WHAT THIS TASK INVOLVES ->
Omit pictures and quote the listing below line by line, from its start through the line that holds "[ ] identify the flat".

PROVIDED RECORDS ->
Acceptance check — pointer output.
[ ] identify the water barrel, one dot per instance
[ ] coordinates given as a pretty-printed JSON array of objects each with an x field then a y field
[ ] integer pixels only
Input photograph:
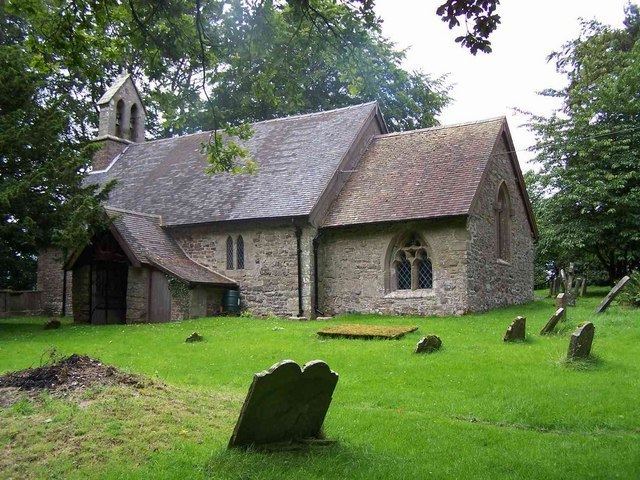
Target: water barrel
[{"x": 231, "y": 301}]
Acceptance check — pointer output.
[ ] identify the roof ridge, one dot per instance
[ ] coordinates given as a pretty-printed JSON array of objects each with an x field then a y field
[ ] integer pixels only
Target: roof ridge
[
  {"x": 441, "y": 127},
  {"x": 132, "y": 212},
  {"x": 279, "y": 119}
]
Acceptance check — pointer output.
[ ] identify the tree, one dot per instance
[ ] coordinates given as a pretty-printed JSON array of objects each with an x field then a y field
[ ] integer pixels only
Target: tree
[{"x": 589, "y": 149}]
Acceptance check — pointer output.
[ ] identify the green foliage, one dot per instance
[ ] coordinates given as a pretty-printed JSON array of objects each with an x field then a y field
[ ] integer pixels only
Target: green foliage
[
  {"x": 588, "y": 190},
  {"x": 630, "y": 295}
]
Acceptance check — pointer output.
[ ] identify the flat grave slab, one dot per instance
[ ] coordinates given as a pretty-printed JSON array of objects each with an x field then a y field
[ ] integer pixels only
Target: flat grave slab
[{"x": 367, "y": 332}]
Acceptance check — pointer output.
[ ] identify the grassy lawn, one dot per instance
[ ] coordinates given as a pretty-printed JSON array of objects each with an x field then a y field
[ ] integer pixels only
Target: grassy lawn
[{"x": 478, "y": 408}]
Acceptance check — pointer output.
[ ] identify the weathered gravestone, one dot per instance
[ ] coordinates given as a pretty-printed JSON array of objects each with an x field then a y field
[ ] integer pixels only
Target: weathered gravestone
[
  {"x": 561, "y": 300},
  {"x": 516, "y": 331},
  {"x": 581, "y": 340},
  {"x": 285, "y": 404},
  {"x": 194, "y": 337},
  {"x": 612, "y": 294},
  {"x": 429, "y": 344},
  {"x": 52, "y": 324},
  {"x": 553, "y": 321}
]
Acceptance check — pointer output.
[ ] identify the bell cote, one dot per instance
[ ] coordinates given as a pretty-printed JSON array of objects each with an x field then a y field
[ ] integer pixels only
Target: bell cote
[{"x": 122, "y": 113}]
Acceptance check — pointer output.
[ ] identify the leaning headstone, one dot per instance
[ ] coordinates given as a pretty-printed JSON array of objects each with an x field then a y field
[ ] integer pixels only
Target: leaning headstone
[
  {"x": 612, "y": 294},
  {"x": 581, "y": 340},
  {"x": 516, "y": 331},
  {"x": 194, "y": 337},
  {"x": 583, "y": 287},
  {"x": 550, "y": 326},
  {"x": 429, "y": 344},
  {"x": 52, "y": 324},
  {"x": 561, "y": 300},
  {"x": 285, "y": 404}
]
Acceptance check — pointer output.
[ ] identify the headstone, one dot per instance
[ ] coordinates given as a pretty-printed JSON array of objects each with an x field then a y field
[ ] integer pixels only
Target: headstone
[
  {"x": 550, "y": 326},
  {"x": 583, "y": 287},
  {"x": 429, "y": 344},
  {"x": 194, "y": 337},
  {"x": 516, "y": 331},
  {"x": 285, "y": 404},
  {"x": 561, "y": 300},
  {"x": 581, "y": 340},
  {"x": 612, "y": 294},
  {"x": 52, "y": 324}
]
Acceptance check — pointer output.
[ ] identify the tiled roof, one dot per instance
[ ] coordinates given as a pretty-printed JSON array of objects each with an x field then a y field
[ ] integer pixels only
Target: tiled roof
[
  {"x": 151, "y": 244},
  {"x": 297, "y": 157},
  {"x": 417, "y": 174}
]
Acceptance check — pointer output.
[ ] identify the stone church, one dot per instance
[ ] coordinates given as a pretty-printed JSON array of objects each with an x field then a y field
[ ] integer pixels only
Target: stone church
[{"x": 342, "y": 216}]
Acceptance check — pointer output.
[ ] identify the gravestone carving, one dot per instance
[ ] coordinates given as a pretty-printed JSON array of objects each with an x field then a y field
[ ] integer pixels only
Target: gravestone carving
[
  {"x": 285, "y": 404},
  {"x": 612, "y": 294},
  {"x": 516, "y": 331},
  {"x": 429, "y": 344},
  {"x": 581, "y": 340},
  {"x": 550, "y": 326}
]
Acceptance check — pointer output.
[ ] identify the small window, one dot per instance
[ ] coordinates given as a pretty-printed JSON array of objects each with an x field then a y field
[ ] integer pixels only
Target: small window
[
  {"x": 410, "y": 266},
  {"x": 425, "y": 273},
  {"x": 119, "y": 117},
  {"x": 503, "y": 222},
  {"x": 240, "y": 253},
  {"x": 403, "y": 273},
  {"x": 229, "y": 253}
]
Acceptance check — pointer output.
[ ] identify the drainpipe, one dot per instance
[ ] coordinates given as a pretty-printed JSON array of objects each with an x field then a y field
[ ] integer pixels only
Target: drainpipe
[{"x": 299, "y": 256}]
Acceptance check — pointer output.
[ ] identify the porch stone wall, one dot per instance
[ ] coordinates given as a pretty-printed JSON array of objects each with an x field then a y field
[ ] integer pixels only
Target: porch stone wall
[
  {"x": 352, "y": 263},
  {"x": 49, "y": 282},
  {"x": 492, "y": 282},
  {"x": 269, "y": 280},
  {"x": 138, "y": 295}
]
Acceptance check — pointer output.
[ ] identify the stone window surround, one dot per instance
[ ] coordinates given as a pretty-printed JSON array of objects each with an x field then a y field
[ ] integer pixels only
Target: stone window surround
[
  {"x": 503, "y": 229},
  {"x": 390, "y": 282}
]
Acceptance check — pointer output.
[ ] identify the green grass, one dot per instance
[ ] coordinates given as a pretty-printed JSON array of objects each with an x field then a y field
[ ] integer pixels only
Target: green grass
[{"x": 478, "y": 408}]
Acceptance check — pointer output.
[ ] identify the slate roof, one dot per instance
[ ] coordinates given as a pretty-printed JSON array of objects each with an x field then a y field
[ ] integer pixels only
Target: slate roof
[
  {"x": 151, "y": 244},
  {"x": 297, "y": 157},
  {"x": 418, "y": 174}
]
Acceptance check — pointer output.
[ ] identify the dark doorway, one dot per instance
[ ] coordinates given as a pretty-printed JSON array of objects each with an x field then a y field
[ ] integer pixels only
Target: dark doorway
[{"x": 109, "y": 292}]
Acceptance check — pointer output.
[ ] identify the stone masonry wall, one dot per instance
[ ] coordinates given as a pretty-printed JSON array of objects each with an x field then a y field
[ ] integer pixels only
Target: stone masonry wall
[
  {"x": 269, "y": 280},
  {"x": 493, "y": 282},
  {"x": 50, "y": 279},
  {"x": 352, "y": 263}
]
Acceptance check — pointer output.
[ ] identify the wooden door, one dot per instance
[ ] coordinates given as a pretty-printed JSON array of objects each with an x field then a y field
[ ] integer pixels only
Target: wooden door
[{"x": 159, "y": 298}]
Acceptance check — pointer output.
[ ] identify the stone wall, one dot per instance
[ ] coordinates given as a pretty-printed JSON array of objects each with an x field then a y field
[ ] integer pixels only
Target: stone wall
[
  {"x": 138, "y": 294},
  {"x": 269, "y": 280},
  {"x": 492, "y": 281},
  {"x": 352, "y": 263},
  {"x": 50, "y": 279}
]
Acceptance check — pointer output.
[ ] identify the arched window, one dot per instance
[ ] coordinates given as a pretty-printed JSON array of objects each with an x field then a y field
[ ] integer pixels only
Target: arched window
[
  {"x": 410, "y": 266},
  {"x": 503, "y": 222},
  {"x": 133, "y": 123},
  {"x": 403, "y": 272},
  {"x": 240, "y": 253},
  {"x": 229, "y": 253},
  {"x": 119, "y": 118},
  {"x": 425, "y": 271}
]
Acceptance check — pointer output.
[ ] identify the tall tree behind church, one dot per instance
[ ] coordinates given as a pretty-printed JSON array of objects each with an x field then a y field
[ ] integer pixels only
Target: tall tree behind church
[{"x": 590, "y": 149}]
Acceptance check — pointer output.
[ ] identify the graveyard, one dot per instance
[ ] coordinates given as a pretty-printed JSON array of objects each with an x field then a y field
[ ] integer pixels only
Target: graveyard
[{"x": 478, "y": 407}]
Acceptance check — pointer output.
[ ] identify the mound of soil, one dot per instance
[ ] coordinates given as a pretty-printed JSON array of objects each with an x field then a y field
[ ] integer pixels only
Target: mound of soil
[{"x": 72, "y": 373}]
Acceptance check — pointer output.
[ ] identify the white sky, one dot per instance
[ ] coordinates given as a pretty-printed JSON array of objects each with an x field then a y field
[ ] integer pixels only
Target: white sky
[{"x": 490, "y": 85}]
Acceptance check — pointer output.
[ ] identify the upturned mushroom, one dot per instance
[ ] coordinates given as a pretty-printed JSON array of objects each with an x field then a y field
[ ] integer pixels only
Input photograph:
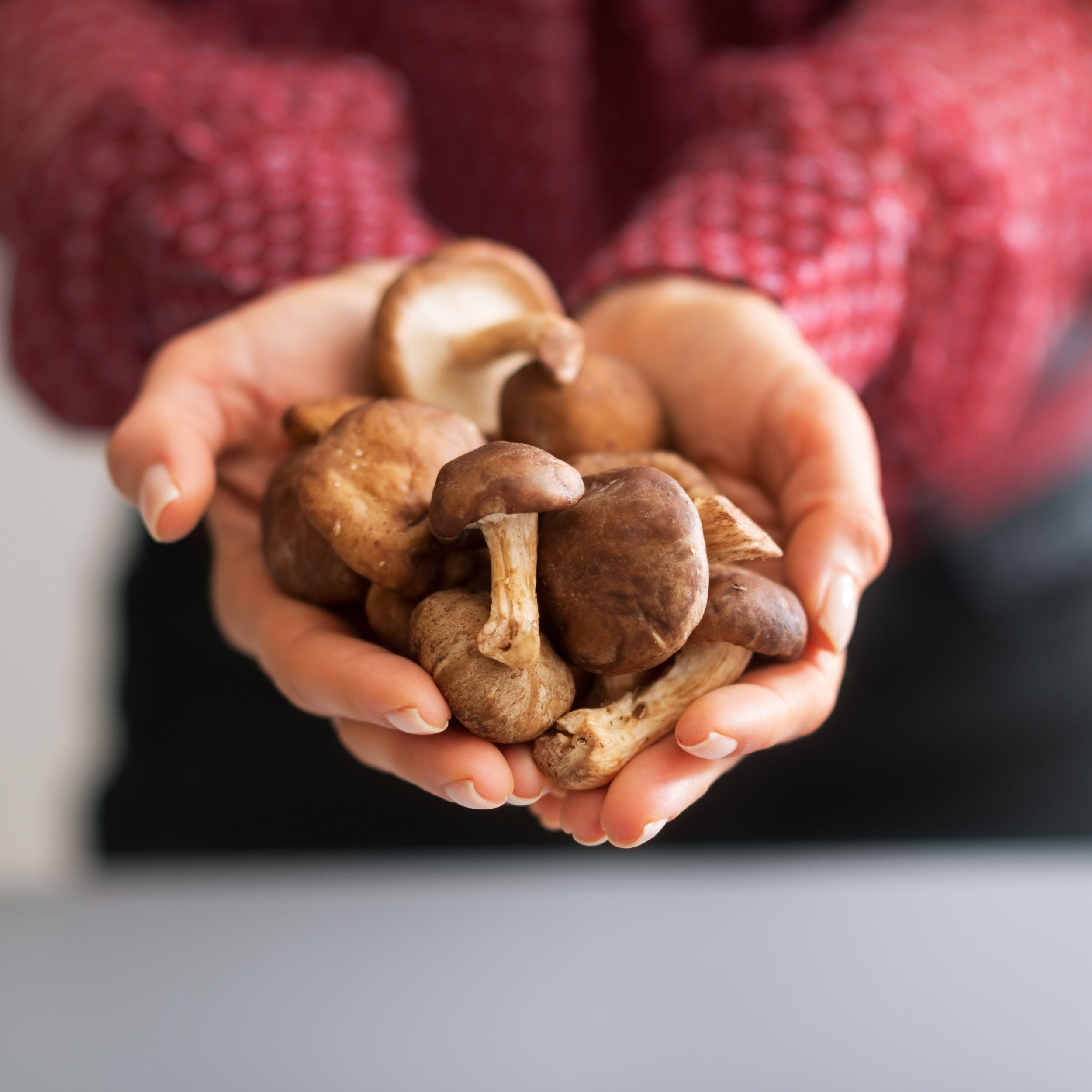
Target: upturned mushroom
[
  {"x": 608, "y": 407},
  {"x": 367, "y": 484},
  {"x": 505, "y": 705},
  {"x": 501, "y": 490},
  {"x": 731, "y": 534},
  {"x": 459, "y": 322},
  {"x": 623, "y": 575},
  {"x": 301, "y": 562},
  {"x": 746, "y": 614},
  {"x": 308, "y": 422}
]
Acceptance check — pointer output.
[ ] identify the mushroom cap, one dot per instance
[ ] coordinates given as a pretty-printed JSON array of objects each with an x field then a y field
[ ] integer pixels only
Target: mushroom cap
[
  {"x": 308, "y": 422},
  {"x": 501, "y": 479},
  {"x": 623, "y": 576},
  {"x": 754, "y": 613},
  {"x": 505, "y": 705},
  {"x": 608, "y": 408},
  {"x": 695, "y": 481},
  {"x": 301, "y": 562},
  {"x": 456, "y": 292},
  {"x": 367, "y": 485}
]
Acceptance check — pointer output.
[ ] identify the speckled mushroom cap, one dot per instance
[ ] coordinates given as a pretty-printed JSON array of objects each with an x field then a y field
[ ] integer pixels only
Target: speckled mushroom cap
[
  {"x": 501, "y": 479},
  {"x": 623, "y": 576},
  {"x": 754, "y": 613},
  {"x": 301, "y": 562},
  {"x": 367, "y": 485},
  {"x": 461, "y": 289}
]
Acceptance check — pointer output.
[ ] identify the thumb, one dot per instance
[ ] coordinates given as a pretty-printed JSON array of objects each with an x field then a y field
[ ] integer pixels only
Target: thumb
[{"x": 163, "y": 455}]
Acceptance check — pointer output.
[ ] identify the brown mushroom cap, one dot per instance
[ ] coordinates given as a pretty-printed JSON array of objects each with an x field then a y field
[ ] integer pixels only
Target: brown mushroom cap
[
  {"x": 501, "y": 479},
  {"x": 623, "y": 576},
  {"x": 697, "y": 484},
  {"x": 300, "y": 560},
  {"x": 608, "y": 408},
  {"x": 505, "y": 705},
  {"x": 754, "y": 613},
  {"x": 456, "y": 293},
  {"x": 367, "y": 485},
  {"x": 308, "y": 422}
]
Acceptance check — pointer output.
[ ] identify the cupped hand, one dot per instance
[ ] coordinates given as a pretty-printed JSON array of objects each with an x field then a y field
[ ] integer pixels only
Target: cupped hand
[
  {"x": 202, "y": 439},
  {"x": 753, "y": 404}
]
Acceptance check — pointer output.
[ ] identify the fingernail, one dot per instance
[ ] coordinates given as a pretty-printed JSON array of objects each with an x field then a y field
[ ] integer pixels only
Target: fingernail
[
  {"x": 648, "y": 835},
  {"x": 410, "y": 721},
  {"x": 715, "y": 745},
  {"x": 522, "y": 802},
  {"x": 466, "y": 795},
  {"x": 158, "y": 491},
  {"x": 839, "y": 612}
]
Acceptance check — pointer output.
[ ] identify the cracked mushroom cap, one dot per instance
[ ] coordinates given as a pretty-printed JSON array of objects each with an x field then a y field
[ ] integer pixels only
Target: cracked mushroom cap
[
  {"x": 501, "y": 479},
  {"x": 623, "y": 576},
  {"x": 504, "y": 705},
  {"x": 301, "y": 562},
  {"x": 608, "y": 407},
  {"x": 754, "y": 613},
  {"x": 367, "y": 485},
  {"x": 449, "y": 296}
]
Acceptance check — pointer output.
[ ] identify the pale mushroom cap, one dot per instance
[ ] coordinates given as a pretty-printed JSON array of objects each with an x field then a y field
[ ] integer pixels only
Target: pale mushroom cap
[
  {"x": 754, "y": 613},
  {"x": 608, "y": 408},
  {"x": 434, "y": 304},
  {"x": 308, "y": 422},
  {"x": 367, "y": 485},
  {"x": 505, "y": 705},
  {"x": 623, "y": 576},
  {"x": 301, "y": 562},
  {"x": 501, "y": 479}
]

ANSWER TO THIS TASK ->
Acceptance check — pointer output.
[ ] identify the water barrel, one dot per instance
[ ] coordinates given as a pretty-printed JSON array of objects each with an x field then a y field
[ ] integer pixels only
Input photograph:
Target: water barrel
[{"x": 231, "y": 301}]
Acceptance check — pointer output.
[ ] identify the roof ridge, one dot per instance
[ ] coordinates given as a pretty-printed JSON array of objects each with an x field then a y field
[ ] integer pixels only
Target: roof ridge
[
  {"x": 441, "y": 127},
  {"x": 132, "y": 212},
  {"x": 279, "y": 119}
]
Acceptance check — pointer output.
[ ] identify the tree, one dot per instance
[ ] coordinates given as a pretty-printed JSON array of objects each with an x field then a y field
[ ] integer pixels only
Target: tree
[{"x": 589, "y": 149}]
Acceptance check — pointer output.
[ ] identify the green foliage, one dot per instance
[ ] coordinates given as a pretty-printed JSON array of objects each with an x field then a y field
[ ] integer pixels only
Target: green foliage
[
  {"x": 588, "y": 190},
  {"x": 630, "y": 295}
]
Acceptance check — pointer output.
[ ] identify the flat grave slab, one dot per instance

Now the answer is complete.